### Requirement 1
According to the passage, how long was the serpent's skin that was sent to Rome?
### Requirement 2
For each statement, say whether the passage agrees with it. (a) The dolphin carried the boy to school at Puteoli. (b) The old records give a reason for bloodletting as a military punishment. (c) Atilius Regulus was encamped at the Tiber river when he fought the serpent.
### Requirement 3
Reproduce everything in the passage from "An account, taken" down to "sent to Rome.".
[Passage for review]
An account, taken from the works of Tubero, of a serpent of unprecedented length.

1  Tubero in his Histories has recorded that in the first Punic war the consul Atilius Regulus, when encamped at the Bagradas river in Africa, fought a stubborn and fierce battle with a single serpent of extraordinary size, which had its lair in that region; that in a mighty struggle with the entire army the reptile was attacked for a long time with hurling engines and catapults; and that when it was finally killed, its skin, a hundred and twenty feet long, was sent to Rome.

Attic Nights
Book 10, Chapter 8

That among the ignominious punishments which were inflicted upon soldiers was the letting of blood; and what seems to be the reason for such a penalty.

1  This also was a military punishment in old times, to disgrace a soldier by ordering a vein to be opened, and letting blood. 2 There is no reason assigned for this in the old records, so far as I could find; but I infer that it was first done to soldiers whose minds were affected and who were not in a normal condition, so that it appears to have been not so much a punishment as a medical treatment. 3 But afterwards I suppose that the same penalty was customarily inflicted for many other offenses, on the ground that all who sinned were not of sound mind.

Pliny the Elder (23-79 AD) was a Roman author, naturalist, natural philosopher, and naval and army commander of the early Roman Empire. His work Natural History is considered the first encyclopedia.

Natural History 9.8

…In the days of Augustus Cæsar the Emperor, there was a dolphin entered the gulf or pool Lucrinus. This dolphin loved wondrous well a certain boy, a poor man’s son who went every day to school from Baianum to Puteoli. This boy was wont also about noon tide to stay at the water side and to call unto the dolphin, Simo, Simo, and many times would give him fragments of bread, which of purpose he ever brought with him, and by this mean allured the dolphin to come ordinarily unto him at his call. I would make scruple and bash to insert this tale in my story and to tell it out, but that Mecænas Fabianus, Flavius Alfius, and many others have set it down for a truth in their Chronicles. Well, in process of time, at what hour soever of the day, this boy lured for him and called Simo, were the dolphin never so close hidden in any secret and blind corner, out he would and come abroad, yea and come up to this lad, and taking bread and other victuals at his hand, would gently offer him his back to mount upon, and then down went the sharp pointed prick of his fins, which he would put up as it were within a sheath for fear of hurting the boy. Thus when he had him once on his back, he would carry him over the broad arm of the sea as far as Puteoli to school, and in like manner convey him back again home, and thus he continued for many years together, so long as the child lived. But when the boy was fallen sick and dead, yet the dolphin gave not over his haunt, but usually came to the wanted place, and missing the lad, seemed to be heavy and mourn again, until for very grief and sorrow (as it is doubtless to be presumed) he also was found dead upon the shore.
[/Passage for review]
[Raw data]
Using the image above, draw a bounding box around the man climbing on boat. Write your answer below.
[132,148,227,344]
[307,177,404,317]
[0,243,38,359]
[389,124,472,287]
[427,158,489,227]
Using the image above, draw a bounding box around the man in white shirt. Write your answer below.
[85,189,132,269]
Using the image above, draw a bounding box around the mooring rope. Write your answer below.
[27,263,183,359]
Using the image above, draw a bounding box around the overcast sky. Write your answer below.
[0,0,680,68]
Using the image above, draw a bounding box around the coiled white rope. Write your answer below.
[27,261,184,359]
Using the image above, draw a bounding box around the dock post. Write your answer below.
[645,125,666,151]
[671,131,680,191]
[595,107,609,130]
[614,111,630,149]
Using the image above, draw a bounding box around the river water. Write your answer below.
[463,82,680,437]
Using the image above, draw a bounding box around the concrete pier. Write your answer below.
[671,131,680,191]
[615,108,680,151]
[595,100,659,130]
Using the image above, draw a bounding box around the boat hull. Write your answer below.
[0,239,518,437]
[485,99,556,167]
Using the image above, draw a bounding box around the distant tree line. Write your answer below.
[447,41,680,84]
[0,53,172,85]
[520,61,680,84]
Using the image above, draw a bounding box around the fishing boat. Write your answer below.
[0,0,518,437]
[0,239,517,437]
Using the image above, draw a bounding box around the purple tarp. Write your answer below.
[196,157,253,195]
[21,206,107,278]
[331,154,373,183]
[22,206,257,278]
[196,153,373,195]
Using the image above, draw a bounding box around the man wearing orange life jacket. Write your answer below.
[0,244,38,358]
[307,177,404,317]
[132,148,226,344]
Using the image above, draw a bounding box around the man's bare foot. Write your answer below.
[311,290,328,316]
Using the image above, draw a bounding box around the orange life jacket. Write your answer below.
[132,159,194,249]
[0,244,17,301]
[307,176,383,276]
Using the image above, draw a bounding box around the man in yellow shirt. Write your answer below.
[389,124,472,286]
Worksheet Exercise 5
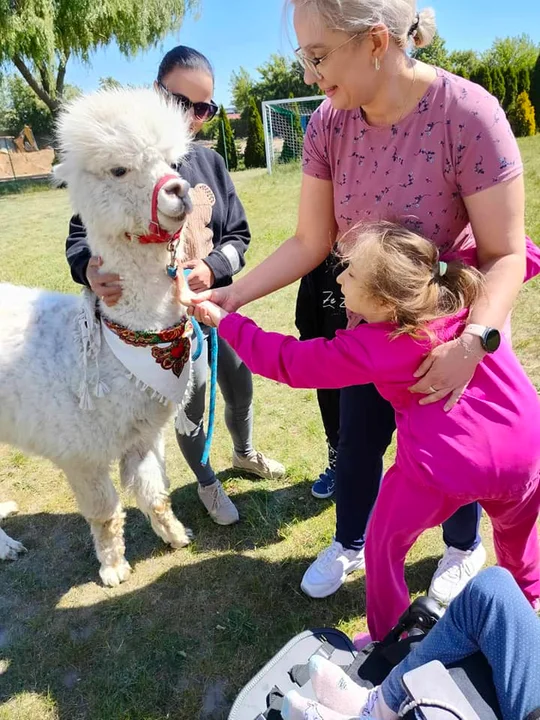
[/Raw data]
### Exercise solution 1
A hundred and twenty feet long.

### Exercise solution 2
(a) Yes: "he would carry him over the broad arm of the sea as far as Puteoli to school"
(b) No: "There is no reason assigned for this in the old records"
(c) No: "when encamped at the Bagradas river in Africa"

### Exercise solution 3
An account, taken from the works of Tubero, of a serpent of unprecedented length.

1  Tubero in his Histories has recorded that in the first Punic war the consul Atilius Regulus, when encamped at the Bagradas river in Africa, fought a stubborn and fierce battle with a single serpent of extraordinary size, which had its lair in that region; that in a mighty struggle with the entire army the reptile was attacked for a long time with hurling engines and catapults; and that when it was finally killed, its skin, a hundred and twenty feet long, was sent to Rome.